▶ **What you need to do**
Return the following entries exactly, word for word.

▶ **Region pointing data**
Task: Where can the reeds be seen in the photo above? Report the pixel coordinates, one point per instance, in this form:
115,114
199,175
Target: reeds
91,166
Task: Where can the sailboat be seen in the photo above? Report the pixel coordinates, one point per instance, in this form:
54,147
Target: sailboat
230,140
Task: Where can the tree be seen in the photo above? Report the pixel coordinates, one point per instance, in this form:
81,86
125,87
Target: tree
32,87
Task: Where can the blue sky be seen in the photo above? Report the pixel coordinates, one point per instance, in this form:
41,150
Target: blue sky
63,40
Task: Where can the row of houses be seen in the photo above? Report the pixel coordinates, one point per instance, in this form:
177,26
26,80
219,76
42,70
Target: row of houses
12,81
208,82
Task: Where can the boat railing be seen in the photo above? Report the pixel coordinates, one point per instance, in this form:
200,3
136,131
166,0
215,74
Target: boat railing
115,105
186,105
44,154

▶ **Task result**
Task: Where can the reeds be seen in the photo above? Report the pixel coordinates, one point per instance, in this form:
115,114
199,175
Target: reeds
91,166
Task: Where can the sailboat be seen in the photo above? Report the pixel coordinates, one point per instance, in this form:
54,147
Target: sailboat
230,140
Task: Where can the tree be seen in the photo above? Report the pixel coordinates, one point per instance, in this form:
81,86
125,87
Target: tree
32,87
Task: Where can the blue sky be seen in the photo above? Report the pixel coordinates, one point per instance, in this form:
41,150
Target: blue sky
63,40
Task: Where can the row of houses be seen in the photo above? Report the pixel coordinates, one point per instance, in this form:
177,26
26,80
219,76
42,70
Target: row of houses
12,81
208,82
Task: Where can the boat railing be seen in the photo above? Report the pixel coordinates, one point per instance, in this form:
200,3
136,131
166,0
215,74
Target: boat railing
115,105
186,105
44,154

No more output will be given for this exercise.